The task:
Rescale the lines below, from the line with "target | satellite dish mount" to the line with "x=202 y=205", both ends included, and write out only those lines, requests and all. Multiply every coordinate in the answers by 1.3 and round each to a whole number, with halves rounded up.

Dataset excerpts:

————

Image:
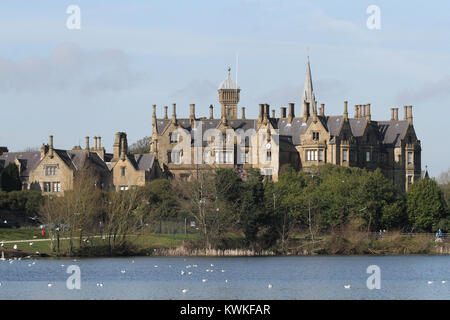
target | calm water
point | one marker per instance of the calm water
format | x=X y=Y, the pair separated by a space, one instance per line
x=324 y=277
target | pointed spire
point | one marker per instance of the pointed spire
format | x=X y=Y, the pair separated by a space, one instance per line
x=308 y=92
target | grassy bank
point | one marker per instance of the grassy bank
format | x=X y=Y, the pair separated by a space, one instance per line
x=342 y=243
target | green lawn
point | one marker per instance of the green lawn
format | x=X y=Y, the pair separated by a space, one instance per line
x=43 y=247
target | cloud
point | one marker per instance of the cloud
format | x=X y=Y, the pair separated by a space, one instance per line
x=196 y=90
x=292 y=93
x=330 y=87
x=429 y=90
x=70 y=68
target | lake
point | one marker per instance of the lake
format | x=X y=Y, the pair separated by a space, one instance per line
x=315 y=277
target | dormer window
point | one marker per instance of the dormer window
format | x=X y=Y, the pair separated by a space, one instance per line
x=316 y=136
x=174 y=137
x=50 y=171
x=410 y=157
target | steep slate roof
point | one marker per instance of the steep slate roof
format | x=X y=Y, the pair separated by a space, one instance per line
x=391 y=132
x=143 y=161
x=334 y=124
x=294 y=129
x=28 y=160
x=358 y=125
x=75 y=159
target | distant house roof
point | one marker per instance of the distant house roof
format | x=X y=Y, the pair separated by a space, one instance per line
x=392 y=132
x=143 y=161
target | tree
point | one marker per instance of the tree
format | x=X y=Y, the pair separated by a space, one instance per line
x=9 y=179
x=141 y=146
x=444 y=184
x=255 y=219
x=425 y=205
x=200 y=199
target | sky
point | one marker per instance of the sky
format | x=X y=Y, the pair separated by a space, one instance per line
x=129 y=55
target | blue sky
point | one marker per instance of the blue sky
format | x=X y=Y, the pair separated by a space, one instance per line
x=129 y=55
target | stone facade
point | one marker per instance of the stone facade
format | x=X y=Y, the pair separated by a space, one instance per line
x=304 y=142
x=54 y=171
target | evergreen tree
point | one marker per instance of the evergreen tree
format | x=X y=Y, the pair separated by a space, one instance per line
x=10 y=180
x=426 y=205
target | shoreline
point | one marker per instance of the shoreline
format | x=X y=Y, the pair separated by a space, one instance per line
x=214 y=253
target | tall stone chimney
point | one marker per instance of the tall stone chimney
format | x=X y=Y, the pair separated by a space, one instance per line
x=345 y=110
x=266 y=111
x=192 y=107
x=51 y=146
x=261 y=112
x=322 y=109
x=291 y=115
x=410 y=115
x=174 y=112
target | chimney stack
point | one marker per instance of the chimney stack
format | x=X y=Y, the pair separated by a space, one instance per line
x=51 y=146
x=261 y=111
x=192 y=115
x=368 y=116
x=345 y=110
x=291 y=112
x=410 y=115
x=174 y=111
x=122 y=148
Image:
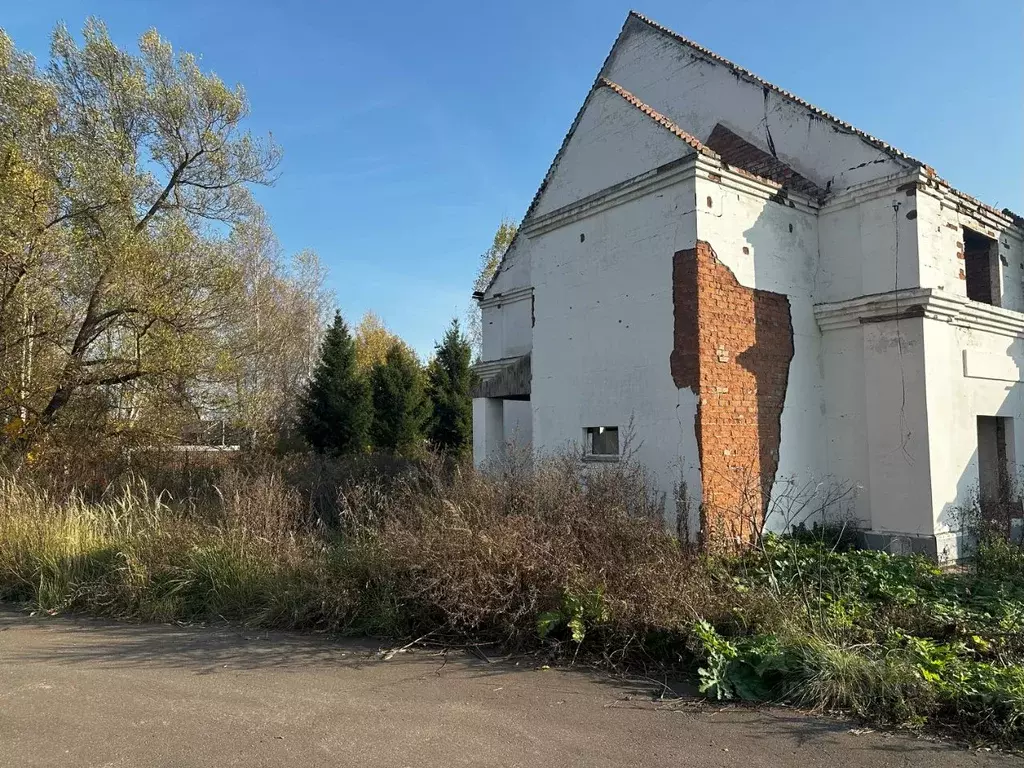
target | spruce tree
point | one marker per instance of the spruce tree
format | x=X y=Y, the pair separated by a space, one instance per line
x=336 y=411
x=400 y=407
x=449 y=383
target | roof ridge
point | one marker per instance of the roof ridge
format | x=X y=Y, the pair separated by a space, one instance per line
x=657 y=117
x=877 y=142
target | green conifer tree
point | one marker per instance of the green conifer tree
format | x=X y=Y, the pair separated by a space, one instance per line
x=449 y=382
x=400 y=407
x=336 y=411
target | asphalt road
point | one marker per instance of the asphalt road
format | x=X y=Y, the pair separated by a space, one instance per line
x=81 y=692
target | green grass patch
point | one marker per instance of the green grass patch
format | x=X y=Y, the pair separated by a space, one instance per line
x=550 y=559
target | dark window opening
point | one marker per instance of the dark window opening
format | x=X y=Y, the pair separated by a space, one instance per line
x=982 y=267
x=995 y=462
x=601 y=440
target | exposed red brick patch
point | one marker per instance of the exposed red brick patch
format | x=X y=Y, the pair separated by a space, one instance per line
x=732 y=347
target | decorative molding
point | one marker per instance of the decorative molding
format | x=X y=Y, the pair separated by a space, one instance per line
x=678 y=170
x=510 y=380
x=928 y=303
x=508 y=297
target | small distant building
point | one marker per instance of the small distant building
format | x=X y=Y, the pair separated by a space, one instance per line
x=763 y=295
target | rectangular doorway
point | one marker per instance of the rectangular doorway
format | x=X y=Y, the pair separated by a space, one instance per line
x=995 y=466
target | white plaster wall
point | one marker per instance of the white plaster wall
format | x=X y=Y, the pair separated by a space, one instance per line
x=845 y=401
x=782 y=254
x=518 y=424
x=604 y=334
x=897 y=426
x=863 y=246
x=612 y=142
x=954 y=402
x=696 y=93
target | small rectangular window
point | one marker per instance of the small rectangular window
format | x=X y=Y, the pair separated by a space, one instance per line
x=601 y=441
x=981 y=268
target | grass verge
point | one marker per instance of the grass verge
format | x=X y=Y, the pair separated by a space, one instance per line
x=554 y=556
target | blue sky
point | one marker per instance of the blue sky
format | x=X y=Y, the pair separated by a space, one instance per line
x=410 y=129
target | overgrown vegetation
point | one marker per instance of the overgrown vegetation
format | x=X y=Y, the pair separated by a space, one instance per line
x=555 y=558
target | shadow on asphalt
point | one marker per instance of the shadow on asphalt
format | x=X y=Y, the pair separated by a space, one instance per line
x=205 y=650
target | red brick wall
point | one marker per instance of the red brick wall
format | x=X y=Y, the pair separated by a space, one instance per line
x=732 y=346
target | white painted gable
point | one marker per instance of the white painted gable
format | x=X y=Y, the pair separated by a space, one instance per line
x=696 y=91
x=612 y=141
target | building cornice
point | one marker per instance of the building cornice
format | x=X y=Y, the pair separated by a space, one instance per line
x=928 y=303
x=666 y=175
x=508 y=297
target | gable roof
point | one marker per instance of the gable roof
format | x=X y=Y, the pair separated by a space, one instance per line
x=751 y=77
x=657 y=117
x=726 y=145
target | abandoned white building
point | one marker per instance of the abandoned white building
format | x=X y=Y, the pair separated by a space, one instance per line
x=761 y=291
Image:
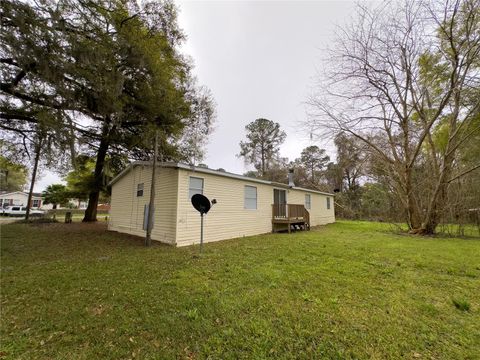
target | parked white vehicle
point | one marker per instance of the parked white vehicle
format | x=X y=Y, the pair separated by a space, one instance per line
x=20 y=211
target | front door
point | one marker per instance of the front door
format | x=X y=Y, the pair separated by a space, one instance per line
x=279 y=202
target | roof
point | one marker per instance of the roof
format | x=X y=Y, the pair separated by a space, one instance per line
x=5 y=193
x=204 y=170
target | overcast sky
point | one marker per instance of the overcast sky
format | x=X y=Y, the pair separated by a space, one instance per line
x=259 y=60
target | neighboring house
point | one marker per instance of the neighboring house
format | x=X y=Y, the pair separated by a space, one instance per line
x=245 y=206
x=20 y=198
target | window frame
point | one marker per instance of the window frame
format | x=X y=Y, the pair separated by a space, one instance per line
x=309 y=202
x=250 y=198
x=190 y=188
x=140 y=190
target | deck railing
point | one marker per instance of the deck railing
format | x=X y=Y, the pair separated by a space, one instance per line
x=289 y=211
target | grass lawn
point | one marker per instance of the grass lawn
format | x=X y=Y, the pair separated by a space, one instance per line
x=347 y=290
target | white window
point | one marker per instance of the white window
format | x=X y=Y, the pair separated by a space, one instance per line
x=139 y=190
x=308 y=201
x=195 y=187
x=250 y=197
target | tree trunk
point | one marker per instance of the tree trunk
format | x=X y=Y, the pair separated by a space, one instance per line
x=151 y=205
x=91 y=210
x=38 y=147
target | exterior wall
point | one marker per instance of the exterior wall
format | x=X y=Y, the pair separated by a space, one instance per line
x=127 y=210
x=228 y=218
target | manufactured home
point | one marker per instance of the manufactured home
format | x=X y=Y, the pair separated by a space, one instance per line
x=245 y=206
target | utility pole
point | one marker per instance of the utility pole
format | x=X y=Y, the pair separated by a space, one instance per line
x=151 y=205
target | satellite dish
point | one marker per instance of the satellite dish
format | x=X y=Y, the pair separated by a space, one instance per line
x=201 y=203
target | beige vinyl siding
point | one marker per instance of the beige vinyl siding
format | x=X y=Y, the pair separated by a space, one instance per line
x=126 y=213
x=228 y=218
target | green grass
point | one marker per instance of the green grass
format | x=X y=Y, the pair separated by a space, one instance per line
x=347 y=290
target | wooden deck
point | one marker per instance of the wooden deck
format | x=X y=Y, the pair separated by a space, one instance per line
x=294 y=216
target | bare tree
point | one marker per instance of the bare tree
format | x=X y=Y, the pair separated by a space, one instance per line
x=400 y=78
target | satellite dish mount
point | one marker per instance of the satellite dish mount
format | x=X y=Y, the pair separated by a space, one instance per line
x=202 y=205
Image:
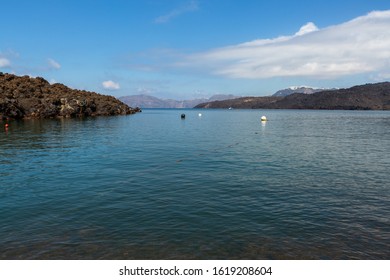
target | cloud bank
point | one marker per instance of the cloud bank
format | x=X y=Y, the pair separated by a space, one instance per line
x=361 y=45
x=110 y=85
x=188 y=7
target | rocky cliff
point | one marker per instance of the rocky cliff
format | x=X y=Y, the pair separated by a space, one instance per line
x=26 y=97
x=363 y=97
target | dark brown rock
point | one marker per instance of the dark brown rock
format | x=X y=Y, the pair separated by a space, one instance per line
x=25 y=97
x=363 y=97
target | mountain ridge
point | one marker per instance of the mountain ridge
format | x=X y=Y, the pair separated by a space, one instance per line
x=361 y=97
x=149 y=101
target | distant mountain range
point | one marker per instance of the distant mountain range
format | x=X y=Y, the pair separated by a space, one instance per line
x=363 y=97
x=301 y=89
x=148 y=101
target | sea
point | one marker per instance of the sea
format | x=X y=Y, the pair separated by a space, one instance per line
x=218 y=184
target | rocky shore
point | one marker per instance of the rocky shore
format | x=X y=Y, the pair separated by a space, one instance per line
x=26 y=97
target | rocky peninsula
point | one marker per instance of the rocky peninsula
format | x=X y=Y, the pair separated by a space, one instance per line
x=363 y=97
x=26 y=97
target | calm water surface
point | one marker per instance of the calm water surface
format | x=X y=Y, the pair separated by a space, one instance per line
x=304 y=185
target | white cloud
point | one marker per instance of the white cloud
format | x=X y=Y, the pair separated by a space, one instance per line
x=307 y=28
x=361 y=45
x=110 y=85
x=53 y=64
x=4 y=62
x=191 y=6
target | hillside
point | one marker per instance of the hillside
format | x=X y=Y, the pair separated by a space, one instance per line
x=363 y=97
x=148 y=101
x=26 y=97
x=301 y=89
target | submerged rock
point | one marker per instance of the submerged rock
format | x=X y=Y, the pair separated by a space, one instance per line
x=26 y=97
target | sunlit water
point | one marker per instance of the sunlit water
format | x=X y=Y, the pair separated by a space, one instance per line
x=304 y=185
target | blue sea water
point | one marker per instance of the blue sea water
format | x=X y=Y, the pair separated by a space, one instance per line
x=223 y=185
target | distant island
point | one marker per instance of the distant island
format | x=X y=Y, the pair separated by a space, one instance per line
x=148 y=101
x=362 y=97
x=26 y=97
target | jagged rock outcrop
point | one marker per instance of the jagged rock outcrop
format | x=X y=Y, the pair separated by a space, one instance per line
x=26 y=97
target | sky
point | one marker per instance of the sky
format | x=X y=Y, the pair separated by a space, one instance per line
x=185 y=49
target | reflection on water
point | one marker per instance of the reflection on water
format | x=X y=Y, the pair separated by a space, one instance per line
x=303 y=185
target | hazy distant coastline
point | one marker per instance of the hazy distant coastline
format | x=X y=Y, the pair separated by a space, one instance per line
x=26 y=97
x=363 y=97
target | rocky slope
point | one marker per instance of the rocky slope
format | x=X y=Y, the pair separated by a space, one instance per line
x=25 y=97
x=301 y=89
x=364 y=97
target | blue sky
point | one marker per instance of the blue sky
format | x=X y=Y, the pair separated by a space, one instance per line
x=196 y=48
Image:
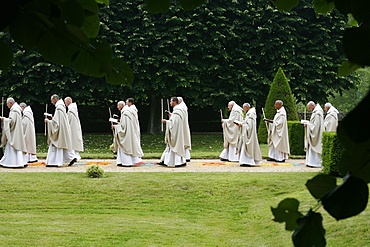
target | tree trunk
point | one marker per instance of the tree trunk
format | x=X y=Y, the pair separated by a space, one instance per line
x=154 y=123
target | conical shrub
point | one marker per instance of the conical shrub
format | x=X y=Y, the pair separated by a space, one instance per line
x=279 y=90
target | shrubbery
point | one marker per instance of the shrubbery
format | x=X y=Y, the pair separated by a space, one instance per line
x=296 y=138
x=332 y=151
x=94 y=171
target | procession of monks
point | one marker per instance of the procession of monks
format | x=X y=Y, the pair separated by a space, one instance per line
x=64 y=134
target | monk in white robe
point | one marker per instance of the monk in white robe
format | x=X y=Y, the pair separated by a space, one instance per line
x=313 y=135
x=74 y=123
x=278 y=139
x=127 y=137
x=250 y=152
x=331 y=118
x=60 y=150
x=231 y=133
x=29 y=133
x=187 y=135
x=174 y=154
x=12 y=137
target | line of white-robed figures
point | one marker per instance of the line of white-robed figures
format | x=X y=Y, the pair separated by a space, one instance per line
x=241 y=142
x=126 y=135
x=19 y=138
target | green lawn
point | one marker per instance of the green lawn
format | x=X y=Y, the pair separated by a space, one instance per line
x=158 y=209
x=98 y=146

————

Output for this exercise:
target | satellite dish mount
point | one marker per instance of the satellite dish mount
format | x=X y=Y, the pair separated by a space, one instance per line
x=263 y=267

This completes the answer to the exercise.